ACTION ITEM = From the entries below, retype only the lines from the one with "Where can the metal bracket" through the one with "Target: jacket sleeve", exactly as written.

Dataset entries:
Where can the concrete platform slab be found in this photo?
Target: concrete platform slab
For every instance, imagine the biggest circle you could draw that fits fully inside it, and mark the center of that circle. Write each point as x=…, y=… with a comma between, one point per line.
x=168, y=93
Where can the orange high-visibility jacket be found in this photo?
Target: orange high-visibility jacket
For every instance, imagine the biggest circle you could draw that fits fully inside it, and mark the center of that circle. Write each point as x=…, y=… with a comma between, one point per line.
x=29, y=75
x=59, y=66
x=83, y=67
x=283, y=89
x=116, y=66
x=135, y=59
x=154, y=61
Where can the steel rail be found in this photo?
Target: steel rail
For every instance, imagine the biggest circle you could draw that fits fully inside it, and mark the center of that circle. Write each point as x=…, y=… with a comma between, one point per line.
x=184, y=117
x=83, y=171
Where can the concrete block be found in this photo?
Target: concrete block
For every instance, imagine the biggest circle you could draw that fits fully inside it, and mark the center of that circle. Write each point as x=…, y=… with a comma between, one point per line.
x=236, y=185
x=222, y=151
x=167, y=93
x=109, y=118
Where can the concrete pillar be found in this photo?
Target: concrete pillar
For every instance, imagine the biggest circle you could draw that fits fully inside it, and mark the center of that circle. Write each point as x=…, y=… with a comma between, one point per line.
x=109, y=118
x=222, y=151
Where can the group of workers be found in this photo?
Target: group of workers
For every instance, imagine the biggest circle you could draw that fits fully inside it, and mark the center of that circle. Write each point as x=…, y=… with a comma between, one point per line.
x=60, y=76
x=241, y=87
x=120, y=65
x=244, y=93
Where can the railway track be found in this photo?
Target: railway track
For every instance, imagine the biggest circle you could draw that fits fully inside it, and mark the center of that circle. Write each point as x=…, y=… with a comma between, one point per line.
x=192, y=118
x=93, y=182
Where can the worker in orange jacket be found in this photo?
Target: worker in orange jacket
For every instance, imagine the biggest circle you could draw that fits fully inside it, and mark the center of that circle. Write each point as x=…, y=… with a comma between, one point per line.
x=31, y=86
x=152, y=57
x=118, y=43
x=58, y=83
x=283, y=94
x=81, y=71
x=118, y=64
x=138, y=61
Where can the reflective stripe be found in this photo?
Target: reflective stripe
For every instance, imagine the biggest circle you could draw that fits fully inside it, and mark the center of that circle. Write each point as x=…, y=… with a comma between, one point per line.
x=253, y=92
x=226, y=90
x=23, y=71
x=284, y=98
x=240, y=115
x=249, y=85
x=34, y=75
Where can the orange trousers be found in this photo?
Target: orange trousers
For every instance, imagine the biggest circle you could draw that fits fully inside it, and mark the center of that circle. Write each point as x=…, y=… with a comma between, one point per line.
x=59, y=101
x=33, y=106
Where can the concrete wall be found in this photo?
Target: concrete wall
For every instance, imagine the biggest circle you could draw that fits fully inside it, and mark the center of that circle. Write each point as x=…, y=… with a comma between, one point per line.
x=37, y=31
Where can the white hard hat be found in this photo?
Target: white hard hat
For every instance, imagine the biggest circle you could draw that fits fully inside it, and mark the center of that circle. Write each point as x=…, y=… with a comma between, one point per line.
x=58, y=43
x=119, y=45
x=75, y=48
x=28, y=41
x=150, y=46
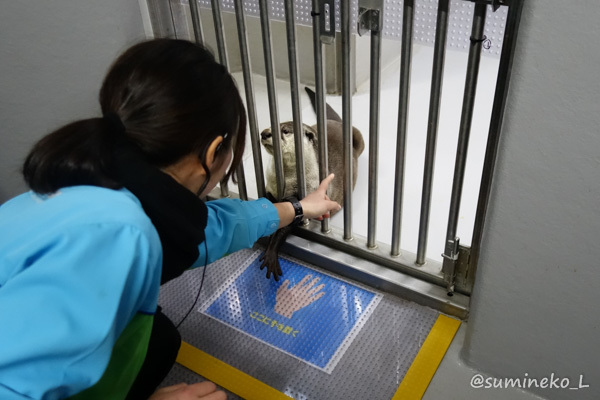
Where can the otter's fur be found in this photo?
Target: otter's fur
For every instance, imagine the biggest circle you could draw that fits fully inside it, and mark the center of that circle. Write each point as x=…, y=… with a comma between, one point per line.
x=311, y=156
x=311, y=170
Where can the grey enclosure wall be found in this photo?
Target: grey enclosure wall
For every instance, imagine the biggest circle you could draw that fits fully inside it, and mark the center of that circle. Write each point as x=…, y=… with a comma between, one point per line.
x=53, y=56
x=535, y=303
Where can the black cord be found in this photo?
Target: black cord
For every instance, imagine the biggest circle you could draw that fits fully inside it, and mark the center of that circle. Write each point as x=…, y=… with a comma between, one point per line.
x=201, y=283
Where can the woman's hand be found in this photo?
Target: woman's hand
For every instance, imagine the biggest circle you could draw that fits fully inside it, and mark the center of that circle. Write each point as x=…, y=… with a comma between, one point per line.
x=199, y=391
x=317, y=204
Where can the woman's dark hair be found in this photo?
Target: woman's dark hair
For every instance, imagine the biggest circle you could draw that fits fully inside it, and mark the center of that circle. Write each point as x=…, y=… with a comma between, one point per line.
x=173, y=99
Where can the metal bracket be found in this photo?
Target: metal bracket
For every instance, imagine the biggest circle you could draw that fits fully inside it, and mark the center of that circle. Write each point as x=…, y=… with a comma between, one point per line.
x=326, y=13
x=370, y=16
x=449, y=264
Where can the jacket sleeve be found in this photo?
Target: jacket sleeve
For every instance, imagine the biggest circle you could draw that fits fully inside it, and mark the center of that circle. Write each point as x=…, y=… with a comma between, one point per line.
x=234, y=224
x=61, y=314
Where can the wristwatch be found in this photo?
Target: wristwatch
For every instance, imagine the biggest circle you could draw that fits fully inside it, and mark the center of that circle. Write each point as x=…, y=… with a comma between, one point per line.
x=298, y=213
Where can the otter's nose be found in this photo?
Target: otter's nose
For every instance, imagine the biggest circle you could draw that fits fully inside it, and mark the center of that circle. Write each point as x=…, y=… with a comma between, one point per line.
x=265, y=134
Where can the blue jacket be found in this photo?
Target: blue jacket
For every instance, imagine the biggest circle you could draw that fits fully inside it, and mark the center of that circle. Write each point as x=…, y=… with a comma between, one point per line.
x=80, y=272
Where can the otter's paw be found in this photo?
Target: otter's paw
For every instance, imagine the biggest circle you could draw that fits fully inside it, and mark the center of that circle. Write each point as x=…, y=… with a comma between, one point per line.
x=271, y=262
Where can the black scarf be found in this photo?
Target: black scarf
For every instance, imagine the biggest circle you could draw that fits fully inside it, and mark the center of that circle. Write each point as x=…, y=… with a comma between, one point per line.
x=178, y=215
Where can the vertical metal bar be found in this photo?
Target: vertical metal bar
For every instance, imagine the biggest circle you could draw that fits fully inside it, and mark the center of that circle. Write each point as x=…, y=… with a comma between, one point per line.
x=502, y=85
x=219, y=34
x=241, y=175
x=317, y=8
x=405, y=65
x=346, y=117
x=451, y=249
x=272, y=94
x=441, y=31
x=375, y=86
x=290, y=25
x=250, y=100
x=196, y=23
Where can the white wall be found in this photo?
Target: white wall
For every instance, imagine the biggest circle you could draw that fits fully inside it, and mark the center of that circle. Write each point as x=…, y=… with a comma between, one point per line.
x=53, y=57
x=535, y=304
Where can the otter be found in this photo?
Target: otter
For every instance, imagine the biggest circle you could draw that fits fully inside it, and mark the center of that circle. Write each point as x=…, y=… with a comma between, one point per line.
x=270, y=259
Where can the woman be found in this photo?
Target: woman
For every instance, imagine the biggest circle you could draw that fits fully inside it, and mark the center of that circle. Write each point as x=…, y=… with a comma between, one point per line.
x=114, y=211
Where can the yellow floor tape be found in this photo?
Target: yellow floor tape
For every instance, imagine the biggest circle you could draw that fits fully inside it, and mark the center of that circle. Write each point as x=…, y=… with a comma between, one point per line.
x=428, y=359
x=225, y=375
x=413, y=385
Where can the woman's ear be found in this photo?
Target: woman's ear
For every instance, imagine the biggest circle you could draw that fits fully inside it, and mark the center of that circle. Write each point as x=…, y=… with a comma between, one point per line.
x=213, y=150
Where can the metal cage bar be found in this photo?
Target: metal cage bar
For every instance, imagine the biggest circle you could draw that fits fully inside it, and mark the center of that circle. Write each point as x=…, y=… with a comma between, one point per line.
x=219, y=33
x=346, y=118
x=499, y=104
x=452, y=242
x=290, y=25
x=250, y=100
x=405, y=66
x=272, y=94
x=441, y=32
x=220, y=38
x=196, y=23
x=317, y=14
x=371, y=19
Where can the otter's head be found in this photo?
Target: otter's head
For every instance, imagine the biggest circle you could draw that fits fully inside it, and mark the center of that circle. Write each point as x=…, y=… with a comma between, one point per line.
x=288, y=146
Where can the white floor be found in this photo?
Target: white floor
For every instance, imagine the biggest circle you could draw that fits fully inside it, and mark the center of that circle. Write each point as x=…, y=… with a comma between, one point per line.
x=452, y=94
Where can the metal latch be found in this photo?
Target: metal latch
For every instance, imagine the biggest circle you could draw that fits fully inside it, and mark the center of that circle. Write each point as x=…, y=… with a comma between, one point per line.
x=449, y=264
x=370, y=16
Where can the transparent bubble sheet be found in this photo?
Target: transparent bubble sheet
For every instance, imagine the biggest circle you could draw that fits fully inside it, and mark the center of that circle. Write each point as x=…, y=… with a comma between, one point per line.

SOLVED PROBLEM =
Where can the metal bracket be found in this photo?
Target: metal bracket
For every instance, imagine the biggest circle you could draw that fits fully inside it, and mark the center of that circle. Write each point as x=…, y=… with a comma between, one point per line.
x=326, y=13
x=370, y=16
x=449, y=264
Where can the jacket sleeve be found in this photo?
Target: jacket sleeve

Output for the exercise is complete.